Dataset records
^^^^^^^^^^^^^^^^
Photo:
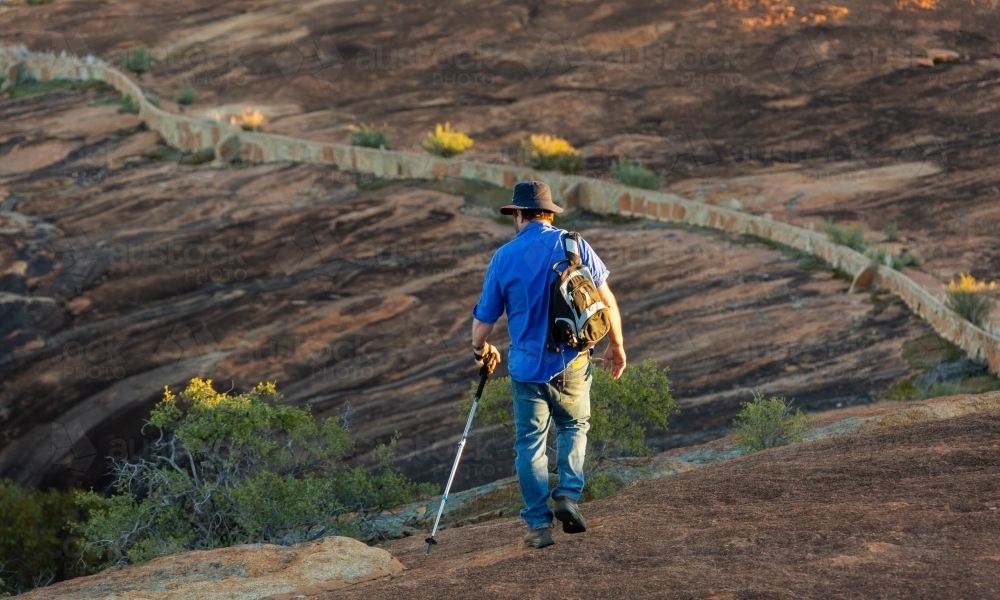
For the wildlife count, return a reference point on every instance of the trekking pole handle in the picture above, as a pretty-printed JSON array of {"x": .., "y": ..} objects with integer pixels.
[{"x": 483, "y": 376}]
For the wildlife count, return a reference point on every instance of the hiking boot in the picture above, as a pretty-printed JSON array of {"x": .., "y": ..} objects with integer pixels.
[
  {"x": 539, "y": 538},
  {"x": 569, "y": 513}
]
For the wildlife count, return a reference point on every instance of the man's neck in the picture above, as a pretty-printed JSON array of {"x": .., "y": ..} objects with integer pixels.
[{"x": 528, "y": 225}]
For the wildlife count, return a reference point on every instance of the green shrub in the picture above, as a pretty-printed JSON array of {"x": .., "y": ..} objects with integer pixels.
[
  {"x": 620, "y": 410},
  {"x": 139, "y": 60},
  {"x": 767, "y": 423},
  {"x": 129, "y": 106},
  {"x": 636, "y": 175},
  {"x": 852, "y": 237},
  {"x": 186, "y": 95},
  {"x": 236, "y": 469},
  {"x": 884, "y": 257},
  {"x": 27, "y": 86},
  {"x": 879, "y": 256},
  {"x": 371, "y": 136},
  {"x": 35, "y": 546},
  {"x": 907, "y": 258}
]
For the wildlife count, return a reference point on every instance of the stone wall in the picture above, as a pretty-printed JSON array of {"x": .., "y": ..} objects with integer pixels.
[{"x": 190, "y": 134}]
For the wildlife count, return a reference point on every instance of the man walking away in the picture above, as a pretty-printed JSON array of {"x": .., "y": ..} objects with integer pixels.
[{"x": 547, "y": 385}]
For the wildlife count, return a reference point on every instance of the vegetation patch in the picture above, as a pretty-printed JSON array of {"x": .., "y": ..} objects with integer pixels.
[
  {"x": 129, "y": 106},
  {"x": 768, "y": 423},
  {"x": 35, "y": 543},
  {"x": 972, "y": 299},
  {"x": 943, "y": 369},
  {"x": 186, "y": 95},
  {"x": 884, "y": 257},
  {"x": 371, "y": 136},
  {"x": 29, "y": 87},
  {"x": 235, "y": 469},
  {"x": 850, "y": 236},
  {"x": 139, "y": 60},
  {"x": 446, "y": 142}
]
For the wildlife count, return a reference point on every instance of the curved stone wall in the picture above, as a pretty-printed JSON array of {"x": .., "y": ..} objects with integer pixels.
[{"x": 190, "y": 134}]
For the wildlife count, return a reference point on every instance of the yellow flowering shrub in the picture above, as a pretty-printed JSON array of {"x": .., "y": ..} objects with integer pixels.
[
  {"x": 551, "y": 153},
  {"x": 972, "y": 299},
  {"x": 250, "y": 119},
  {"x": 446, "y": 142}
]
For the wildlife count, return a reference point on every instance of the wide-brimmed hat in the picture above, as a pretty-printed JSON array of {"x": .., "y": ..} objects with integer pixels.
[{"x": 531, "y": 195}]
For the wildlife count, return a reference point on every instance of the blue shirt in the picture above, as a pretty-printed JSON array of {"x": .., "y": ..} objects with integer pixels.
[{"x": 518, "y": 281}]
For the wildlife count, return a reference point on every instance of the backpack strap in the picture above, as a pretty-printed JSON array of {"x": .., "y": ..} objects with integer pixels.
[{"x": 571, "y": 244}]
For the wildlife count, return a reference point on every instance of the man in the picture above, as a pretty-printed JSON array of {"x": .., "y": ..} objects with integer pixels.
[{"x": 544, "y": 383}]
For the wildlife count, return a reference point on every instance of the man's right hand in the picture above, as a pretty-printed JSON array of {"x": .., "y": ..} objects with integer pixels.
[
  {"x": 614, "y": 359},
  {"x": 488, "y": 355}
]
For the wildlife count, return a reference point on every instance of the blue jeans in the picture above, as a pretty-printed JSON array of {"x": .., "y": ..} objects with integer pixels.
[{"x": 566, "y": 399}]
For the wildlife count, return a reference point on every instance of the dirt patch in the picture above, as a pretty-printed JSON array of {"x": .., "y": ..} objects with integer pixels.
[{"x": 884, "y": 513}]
^^^^^^^^^^^^^^^^
Task objective:
Counting the line that contains "of the yellow" as the first, copy exactly every line through the end of the records, and nothing else.

Answer section:
For the wildlife count, return a reference point on every instance of the yellow flowering shrub in the picture above, as a pretty-printed JSON array of {"x": .., "y": ..} objects with integer pixels.
[
  {"x": 551, "y": 153},
  {"x": 972, "y": 299},
  {"x": 250, "y": 119},
  {"x": 446, "y": 142}
]
For the wildlife count, return a reference point on every instance of the wide-brimmed hat in the picture above, as a pretty-printed JSON array of {"x": .., "y": ..} objects with integer pixels.
[{"x": 531, "y": 195}]
For the wildlife count, return a reference point on every instance of the blue shirt in the picture above, as a pretty-printed JSON array of {"x": .., "y": ..} objects with integer pixels.
[{"x": 518, "y": 281}]
For the wildlife count, return a reference point on every instance of the backpack strap in the picture above, as a pretty-printed JSON array of {"x": .., "y": ..} objects with integer pixels.
[{"x": 571, "y": 244}]
For the wildlife count, return a reference point on every instance of the man in the picture above, as a pretty-printed JSON array of {"x": .., "y": ..} objects with integer pixels.
[{"x": 544, "y": 383}]
For the wildlife count, return a reference point on every instance of the man's right hand in the picture above, as a pretty-printed JSON array of {"x": .., "y": ..} objects with integer pixels.
[
  {"x": 614, "y": 359},
  {"x": 488, "y": 355}
]
For the wildlife count, return a reference point on every instance of the blue jeans in the picture above, as a pretty-printed JSON array of {"x": .., "y": ..} objects with integer pixels.
[{"x": 566, "y": 399}]
For the wildlife count, return a reference point on every instance of the dirt patch in the picture above, as a pretty-printed JSON array of {"x": .., "y": ..} objects with integer pixels.
[{"x": 884, "y": 513}]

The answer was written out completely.